题目: 将下面全部条目逐行重新写出，要求文字也一并照录，但不要写出图片。把各条目答案中的点坐标数值缩放为原来的 2.5 倍并四舍五入取整（逢五进一），要求文字及其中示例格式里的数字保持不变。

从一个合集中提取的数据:
────────────────────
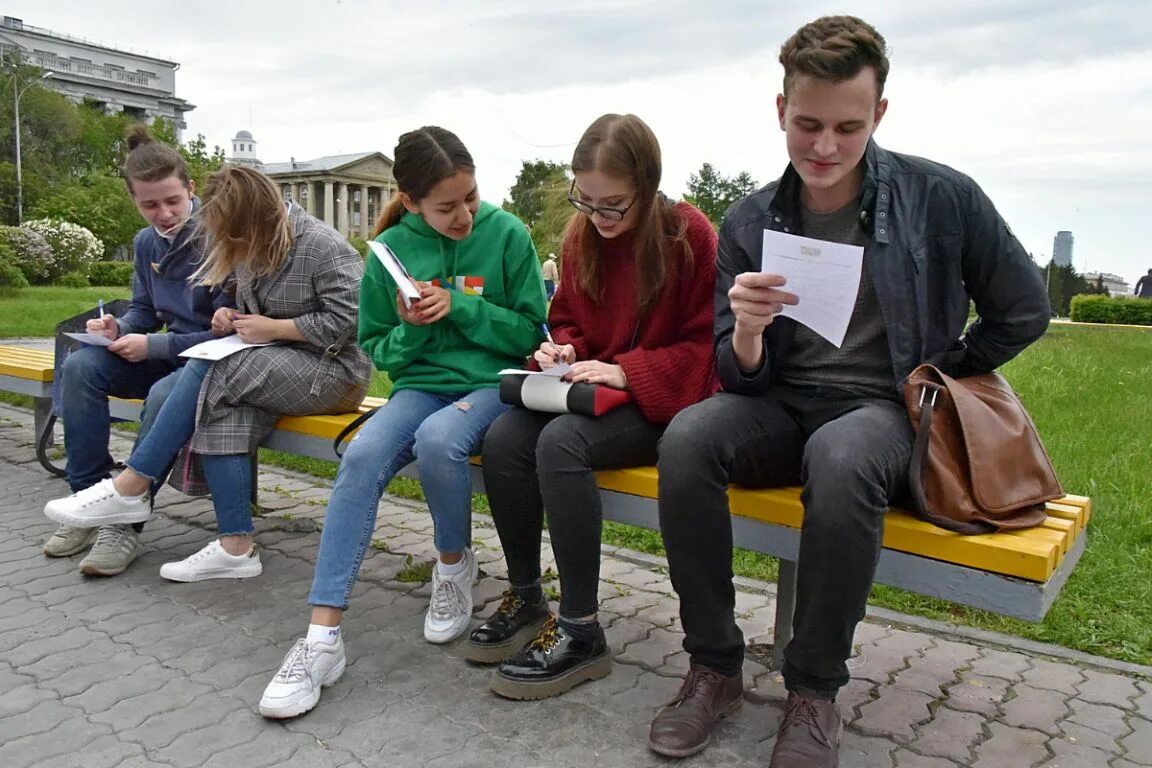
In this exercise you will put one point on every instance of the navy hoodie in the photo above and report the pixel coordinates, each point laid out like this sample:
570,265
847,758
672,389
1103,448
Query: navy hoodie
163,297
────────────────────
作答:
In this exercise you will put one point on every instance of the navy hoodie in the photo above and report the pixel coordinates, each point laid out like this sample:
570,265
847,758
672,389
1103,448
Query: navy hoodie
408,743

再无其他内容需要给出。